> **Short problem 1**
From the forum thread on programming language features, extract the stretch from "I don't agree" through "of nested generators.".
> **Short problem 2**
Answer these questions from the forum thread on programming language features:
(a) What typo does the first message say Go fixes?
(b) According to Walter Bright, when will we know what Go shows?
(c) What does Adam D. Ruppe say opApply does?
> **Short problem 3**
Proceed with the forum thread on programming language features from its final sentence onward.

> **Given passage**
I honestly don't believe that's the case. If you're looking for such 
lessons, there are plenty of much better examples of minimalistic 
languages. Go is simply an unfinished language; it doesn't have the kind 
of features that make a minimalistic language be also comprehensive. 
There are problems for which Go does not have an answer yet and that's 
simply because an answer hasn't been thought of yet. From what I see so 
far, it's unlikely revolutionary solutions are right down the corner. Go 
is a rehash of old ideas - but fortunately fixes the typo in O_CREAT.


Andrei

Mar 17 2010

Walter Bright <newshound1 digitalmars.com> writes:

bearophile wrote:
 Go language
 shows that it's better to not have a feature than having a bad one, even if
 it's a very important feature like exceptions, classes, etc, because new
 features can be added later, while it's harder to remove them.


I don't agree that go shows that at all, we will only know what it shows after 
it's been in use for a few years.

Mar 17 2010

bearophile <bearophileHUGS lycos.com> writes:

And by the way, you seem to have missed the purpose of my post: it was about
the problem of computational complexity of nested generators.

Bye,
bearophile

Mar 17 2010

"Adam D. Ruppe" <destructionator gmail.com> writes:

On Wed, Mar 17, 2010 at 05:26:14PM -0400, bearophile wrote:
 It's really easy to use and remember, not bug prone. This possible syntax is
about 75 times better than the current opApply:
 
 yield(int) foo() {
   yield 5;
 }


That's a *really* subjective statement. I understand pretty close to
instantly what opApply does - sends your data to the function inside
the loop.

Even with your explanation, I still don't really get what yield does.

> **Records**
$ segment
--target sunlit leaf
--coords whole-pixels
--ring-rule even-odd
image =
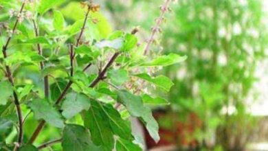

...

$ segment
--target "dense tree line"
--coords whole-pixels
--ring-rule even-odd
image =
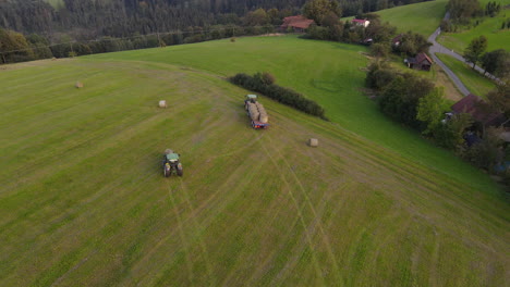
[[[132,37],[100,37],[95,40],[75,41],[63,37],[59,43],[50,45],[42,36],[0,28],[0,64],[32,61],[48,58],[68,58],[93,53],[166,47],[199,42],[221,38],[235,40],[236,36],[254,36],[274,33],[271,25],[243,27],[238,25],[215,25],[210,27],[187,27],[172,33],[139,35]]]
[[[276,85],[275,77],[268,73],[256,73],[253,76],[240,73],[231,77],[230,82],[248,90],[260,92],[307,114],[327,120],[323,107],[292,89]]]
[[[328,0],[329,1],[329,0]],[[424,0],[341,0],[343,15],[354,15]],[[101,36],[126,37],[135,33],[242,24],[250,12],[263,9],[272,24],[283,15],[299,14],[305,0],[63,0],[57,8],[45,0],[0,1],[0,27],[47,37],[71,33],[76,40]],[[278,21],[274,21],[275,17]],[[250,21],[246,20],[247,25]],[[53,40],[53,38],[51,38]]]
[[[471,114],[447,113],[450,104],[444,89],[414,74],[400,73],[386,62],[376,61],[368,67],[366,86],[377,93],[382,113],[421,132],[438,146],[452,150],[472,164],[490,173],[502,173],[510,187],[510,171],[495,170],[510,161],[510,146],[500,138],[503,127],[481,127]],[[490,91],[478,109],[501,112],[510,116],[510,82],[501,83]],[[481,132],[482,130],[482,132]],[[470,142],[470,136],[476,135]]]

> **Output 1**
I don't agree that go shows that at all, we will only know what it shows after 
it's been in use for a few years.

Mar 17 2010

bearophile <bearophileHUGS lycos.com> writes:

And by the way, you seem to have missed the purpose of my post: it was about
the problem of computational complexity of nested generators.

> **Output 2**
(a) The typo in O_CREAT.
(b) After it has been in use for a few years.
(c) It sends your data to the function inside the loop.

> **Output 3**
-- 
Adam D. Ruppe
http://arsdnet.net

Mar 17 2010

bearophile <bearophileHUGS lycos.com> writes:

Adam D. Ruppe:
 Even with your explanation, I still don't really get what yield does.

Try to read after the line:
"That's sugar for something like:"

You can see a generator that uses opApply that will be clear.

It's a way to spit out things out of a struct/class, it's a way to define a
generator, that is something that spits out a new item every time you ask it
to, with a foreach.

Bye,
bearophile

Mar 17 2010

Lutger <lutger.blijdestijn gmail.com> writes:

bearophile wrote:

 D currently has two ways to define a generator, the first is the older one
 with opApply (And opApplyReverse): int opApply(int delegate(ref Type [,
 ...]) dg);
 
 
 The syntax of opApply is terrible: hard to remember, bug-prone, noisy,
 intrusive. And this syntax doesn't even gain performance, because dmd is
 not very good at inlining here. Several times in the past I have said that
 a very good syntax for this is the Python one:
 
 def foo():
   yield 5
 
 It's really easy to use and remember, not bug prone. This possible syntax
 is about 75 times better than the current opApply:
 
 yield(int) foo() {
   yield 5;
 }
 
 
 That's sugar for something like:
 
 struct foo {
     int opApply(int delegate(ref int) dg) {
         int result;
         int r = 5;
         result = dg(r);
         if (result)
             goto END;
       END:
         return result;
     }
 }
 

Hi, is this generator thing really the same as opApply? I thought this is  
more like co-routines. Can yield be as efficient as current opApply? 
(assuming inlining will eventually happen where possible)

The tango docs have/had a good discussion about opApply vs Iterator, where 
the author called opApply a visitor iirc. Unfortunately the part about 
generators was never finished.

yield may be easy to understand once you understand it :) It's prettier for 
sure. But take a glimpse at this page on stackoverflow, the length of the 
answers should tell you that it's not as straightforward as you might think 
and that it's not only about the syntax:

http://stackoverflow.com/questions/231767/can-somebody-explain-me-this-
python-yield-statement

Mar 17 2010

bearophile <bearophileHUGS lycos.com> writes:

Lutger:
 Hi, is this generator thing really the same as opApply? I thought this is  
 more like co-routines.

In Python it's syntax for co-routines, but the syntax I have suggested for D is
just sugar for the opApply.


Can yield be as efficient as current opApply? (assuming inlining will
eventually happen where possible)<

Currently opApply is not efficient with dmd. But LDC is able to often inline
there, so I am happy. The yield as I mean it is as (in)efficient as the opApply.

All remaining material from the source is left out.